● Exercise brief: The whole listing that follows, pictures excepted, should be printed again exactly as given.
-- -- --
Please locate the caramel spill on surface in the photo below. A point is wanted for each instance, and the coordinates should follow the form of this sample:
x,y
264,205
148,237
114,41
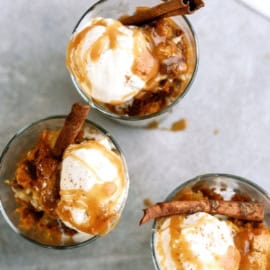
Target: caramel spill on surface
x,y
176,126
152,125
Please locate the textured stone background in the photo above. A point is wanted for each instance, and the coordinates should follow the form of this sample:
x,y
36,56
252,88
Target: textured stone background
x,y
231,93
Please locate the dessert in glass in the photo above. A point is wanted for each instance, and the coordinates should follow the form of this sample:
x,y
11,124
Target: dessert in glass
x,y
133,71
63,181
214,221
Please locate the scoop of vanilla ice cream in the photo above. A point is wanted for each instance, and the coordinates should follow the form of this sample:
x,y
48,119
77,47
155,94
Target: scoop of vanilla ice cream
x,y
199,241
93,187
110,62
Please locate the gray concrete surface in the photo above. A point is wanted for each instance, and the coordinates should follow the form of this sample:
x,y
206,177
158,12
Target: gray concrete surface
x,y
231,94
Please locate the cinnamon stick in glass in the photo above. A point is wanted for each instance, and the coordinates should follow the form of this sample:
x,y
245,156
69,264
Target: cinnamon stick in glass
x,y
71,129
250,211
167,9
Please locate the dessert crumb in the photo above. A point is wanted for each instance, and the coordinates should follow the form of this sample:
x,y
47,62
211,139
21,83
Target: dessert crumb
x,y
153,125
147,202
179,125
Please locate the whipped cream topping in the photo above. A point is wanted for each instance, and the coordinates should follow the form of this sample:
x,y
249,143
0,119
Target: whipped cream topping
x,y
93,187
110,62
199,241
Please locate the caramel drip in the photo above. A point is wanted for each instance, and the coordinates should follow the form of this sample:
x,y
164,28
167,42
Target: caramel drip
x,y
99,203
179,245
159,248
146,65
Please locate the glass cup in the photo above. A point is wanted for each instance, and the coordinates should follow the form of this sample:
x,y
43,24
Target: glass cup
x,y
233,185
115,9
24,140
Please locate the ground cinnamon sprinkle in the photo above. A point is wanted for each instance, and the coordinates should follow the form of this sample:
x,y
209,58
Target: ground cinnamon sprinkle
x,y
252,238
176,61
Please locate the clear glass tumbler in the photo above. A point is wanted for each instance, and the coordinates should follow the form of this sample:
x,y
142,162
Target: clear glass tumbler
x,y
24,140
226,185
115,9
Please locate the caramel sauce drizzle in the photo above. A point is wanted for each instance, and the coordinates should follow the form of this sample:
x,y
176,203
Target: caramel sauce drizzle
x,y
77,63
99,202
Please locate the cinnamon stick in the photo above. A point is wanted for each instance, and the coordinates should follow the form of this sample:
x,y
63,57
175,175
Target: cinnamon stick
x,y
167,9
236,209
71,129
-- -- --
● Exercise output:
Please locate the caramel spill on surface in the photo below. A point is wanted for each instance, and the coordinates should follow the form of this sample:
x,y
264,205
148,237
114,41
Target: caramel spill on surface
x,y
176,126
152,125
Please locate the textured stone background in the photo above. A point is wanted for each instance, and the coordinates should follow the form of this sample:
x,y
36,56
252,88
Target: textured stone background
x,y
231,93
Please locate the dessert in glass in the photo above. A point is wanted for each instance, and the coordinates should follow the form of this sample:
x,y
11,124
Target: dessert in glass
x,y
133,71
63,181
214,221
Please locate the scoop of vanilla ice cream in the photo above. A point is wanted for each instance, and the coordinates should follow the form of this sample:
x,y
48,119
77,47
155,94
Target: scoop of vanilla ice cream
x,y
199,241
93,187
110,62
Please locate the gray concrete surface in the photo above. A point is wanted for each instance, and the coordinates should follow the form of this sample:
x,y
206,177
158,12
Target: gray concrete surface
x,y
231,94
Please locate the cinnamon stick in glass in the photo above. A point is wanted for each instance, and the coordinates should follow the form of this sample:
x,y
245,156
69,264
Target: cinnamon stick in glass
x,y
71,129
250,211
167,9
Please locate the dessert crumb in the photo above. A point is wanted for each instance, and the coordinates should follow the form of this sample:
x,y
47,62
211,139
21,83
Target: dessert crumb
x,y
153,125
147,202
179,125
Please locate the whipped cream topping in the photo above. A point is wanted for each instance, and the coordinates should follow the form of this sample:
x,y
249,143
0,119
Target: whipped cream topping
x,y
93,187
110,62
199,241
Please locate the caramel drip in the photo above. A point is wanted for each instance, and the coordinates should follow the form of this sample:
x,y
164,28
167,42
Target: caramel drip
x,y
99,203
179,245
159,248
146,65
Please locate the glass cup in the photo above. A point is wanted for each instance, and the coordinates should follow the form of this sample:
x,y
43,24
Target: glass cup
x,y
233,185
115,9
24,140
Please locate the ground cinnamon sprinkle in the photo above. A point is wanted for each instance, and the coordinates should follow the form of this sample:
x,y
209,58
Target: ground cinnamon sprinkle
x,y
252,238
176,61
Please locate the clear glass tumbler in the photo above. A point is wanted for each instance, and the coordinates should follow the form of this sample:
x,y
142,162
Target: clear glass tumbler
x,y
24,140
226,185
115,9
Please locate the caramel sauce drizzle in the photo above. A point is wanted for each instance, and the coordinates should follow the form of this sample:
x,y
176,203
Target: caramel sauce drizzle
x,y
77,63
99,202
Please locate the cinnamon stick in the photo above. A point is wanted for each instance, and the coordinates should follow the form of this sample:
x,y
63,57
175,175
Target: cinnamon stick
x,y
167,9
236,209
71,129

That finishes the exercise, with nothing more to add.